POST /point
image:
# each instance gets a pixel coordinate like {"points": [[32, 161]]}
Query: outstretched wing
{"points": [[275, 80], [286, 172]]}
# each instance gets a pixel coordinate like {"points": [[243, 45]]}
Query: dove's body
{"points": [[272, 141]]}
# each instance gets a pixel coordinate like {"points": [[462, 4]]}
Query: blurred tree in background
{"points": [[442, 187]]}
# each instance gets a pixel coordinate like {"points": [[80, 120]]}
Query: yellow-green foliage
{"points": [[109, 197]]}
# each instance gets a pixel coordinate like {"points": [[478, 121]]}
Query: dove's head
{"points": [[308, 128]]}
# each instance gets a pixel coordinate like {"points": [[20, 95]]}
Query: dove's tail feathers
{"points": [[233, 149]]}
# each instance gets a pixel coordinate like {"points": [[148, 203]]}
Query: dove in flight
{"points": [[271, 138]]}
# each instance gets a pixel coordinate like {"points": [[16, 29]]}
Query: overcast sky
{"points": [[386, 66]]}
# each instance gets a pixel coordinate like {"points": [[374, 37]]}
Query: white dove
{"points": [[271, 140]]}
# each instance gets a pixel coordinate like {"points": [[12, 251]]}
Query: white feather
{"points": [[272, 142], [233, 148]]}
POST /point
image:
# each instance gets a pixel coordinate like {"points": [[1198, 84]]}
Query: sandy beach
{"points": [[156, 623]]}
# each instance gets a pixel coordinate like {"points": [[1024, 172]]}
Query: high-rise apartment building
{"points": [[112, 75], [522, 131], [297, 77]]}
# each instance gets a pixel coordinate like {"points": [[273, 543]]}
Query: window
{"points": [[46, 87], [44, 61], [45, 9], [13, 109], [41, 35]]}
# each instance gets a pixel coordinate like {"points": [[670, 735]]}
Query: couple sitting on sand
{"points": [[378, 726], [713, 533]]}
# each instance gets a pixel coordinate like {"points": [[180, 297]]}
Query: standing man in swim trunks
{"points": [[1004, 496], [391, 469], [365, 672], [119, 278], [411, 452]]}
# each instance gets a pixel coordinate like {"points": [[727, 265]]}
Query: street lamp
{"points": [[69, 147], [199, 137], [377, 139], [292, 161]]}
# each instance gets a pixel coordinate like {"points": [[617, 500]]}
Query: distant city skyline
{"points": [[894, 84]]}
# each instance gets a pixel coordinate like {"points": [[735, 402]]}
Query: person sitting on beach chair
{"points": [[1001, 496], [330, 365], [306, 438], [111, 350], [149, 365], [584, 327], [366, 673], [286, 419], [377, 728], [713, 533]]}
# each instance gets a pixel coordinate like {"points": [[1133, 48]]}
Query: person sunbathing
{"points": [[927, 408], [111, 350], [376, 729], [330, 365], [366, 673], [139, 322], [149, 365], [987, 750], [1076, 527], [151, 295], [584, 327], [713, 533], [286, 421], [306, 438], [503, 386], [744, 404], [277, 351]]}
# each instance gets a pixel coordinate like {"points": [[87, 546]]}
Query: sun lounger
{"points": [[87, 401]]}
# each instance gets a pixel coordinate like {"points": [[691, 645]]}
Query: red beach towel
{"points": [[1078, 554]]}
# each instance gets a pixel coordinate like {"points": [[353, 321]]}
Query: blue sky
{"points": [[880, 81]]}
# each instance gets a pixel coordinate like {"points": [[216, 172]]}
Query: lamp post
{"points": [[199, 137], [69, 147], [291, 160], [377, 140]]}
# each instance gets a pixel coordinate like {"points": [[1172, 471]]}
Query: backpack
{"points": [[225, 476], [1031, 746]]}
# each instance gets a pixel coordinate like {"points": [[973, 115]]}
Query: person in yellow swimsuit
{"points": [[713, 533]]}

==============================

■ Directions for this task
All entries shown above should be printed again exactly.

■ Full answer
POST /point
image:
# each instance gets a pixel coordinate like {"points": [[32, 161]]}
Query: outstretched wing
{"points": [[275, 80], [286, 172]]}
# each instance gets a pixel coordinate like {"points": [[243, 45]]}
Query: dove's body
{"points": [[272, 141]]}
# each instance gets a pixel coordinate like {"points": [[462, 4]]}
Query: blurred tree in background
{"points": [[442, 187]]}
# each instance gets a pixel coordinate like {"points": [[80, 120]]}
Query: yellow-green foliage
{"points": [[109, 197]]}
# each instance gets a pixel coordinate like {"points": [[478, 121]]}
Query: dove's head
{"points": [[308, 128]]}
# each instance gets a pixel coordinate like {"points": [[20, 95]]}
Query: dove's tail feathers
{"points": [[233, 149]]}
# each instance gets a pixel coordinate like {"points": [[148, 203]]}
Query: dove in flight
{"points": [[271, 138]]}
# each instance gets a pixel coordinate like {"points": [[16, 29]]}
Query: overcast sky
{"points": [[386, 66]]}
# each instance gets a pixel coordinate like {"points": [[374, 37]]}
Query: white dove
{"points": [[271, 140]]}
# each instance gets a pixel coordinate like {"points": [[12, 251]]}
Query: white feather
{"points": [[272, 142], [233, 148]]}
POST /point
image:
# each instance gets a pixel coordinate like {"points": [[1198, 84]]}
Query: sandy beach
{"points": [[156, 623]]}
# each instance gets a pixel coordinate like {"points": [[1024, 172]]}
Query: high-rise apartment building
{"points": [[112, 75], [522, 131], [297, 77]]}
# each instance gets a pixel coordinate like {"points": [[273, 543]]}
Query: window
{"points": [[46, 87], [44, 61], [45, 9], [13, 109], [41, 35]]}
# each instance gets a pixel coordinate like {"points": [[670, 735]]}
Query: couple sitting on sand
{"points": [[378, 726], [713, 533]]}
# each instance gets a pixel coordinate like {"points": [[180, 297]]}
Query: standing man in swim trunks
{"points": [[1004, 496], [391, 469], [365, 672], [119, 278], [411, 452]]}
# each instance gets a pixel coordinate like {"points": [[727, 265]]}
Query: street lamp
{"points": [[69, 147], [199, 137], [377, 139], [292, 161]]}
# each instance gets a pixel coordinate like {"points": [[617, 500]]}
Query: distant city skyline
{"points": [[894, 84]]}
# each instance gets a pixel coordinate like {"points": [[735, 402]]}
Query: person sitting on beach chair
{"points": [[1001, 496], [330, 365], [306, 438], [111, 350], [149, 365], [584, 327], [366, 673], [286, 419], [377, 728], [713, 533]]}
# each instance gets a pixel coordinate like {"points": [[1133, 48]]}
Query: person sunbathing
{"points": [[927, 408], [111, 350], [376, 729], [330, 365], [366, 673], [139, 322], [149, 365], [987, 750], [1076, 527], [151, 295], [584, 327], [713, 533], [286, 421], [306, 438], [503, 386], [744, 404], [277, 351]]}
# each instance gets a pixel coordinate like {"points": [[87, 546]]}
Query: sun lounger
{"points": [[87, 401]]}
# each instance gets a pixel coordinate like {"points": [[691, 645]]}
Query: red beach towel
{"points": [[1078, 554]]}
# each instance gets a pixel coordinate like {"points": [[353, 321]]}
Query: blue sky
{"points": [[880, 81]]}
# each instance gets a pixel coordinate like {"points": [[216, 172]]}
Query: lamp post
{"points": [[199, 137], [69, 147], [291, 160], [377, 140]]}
# each instance gets a pixel coordinate like {"points": [[1172, 471]]}
Query: backpack
{"points": [[225, 476], [1031, 746]]}
# each instance gets a pixel coordinate like {"points": [[973, 115]]}
Query: person in yellow swimsuit
{"points": [[713, 533]]}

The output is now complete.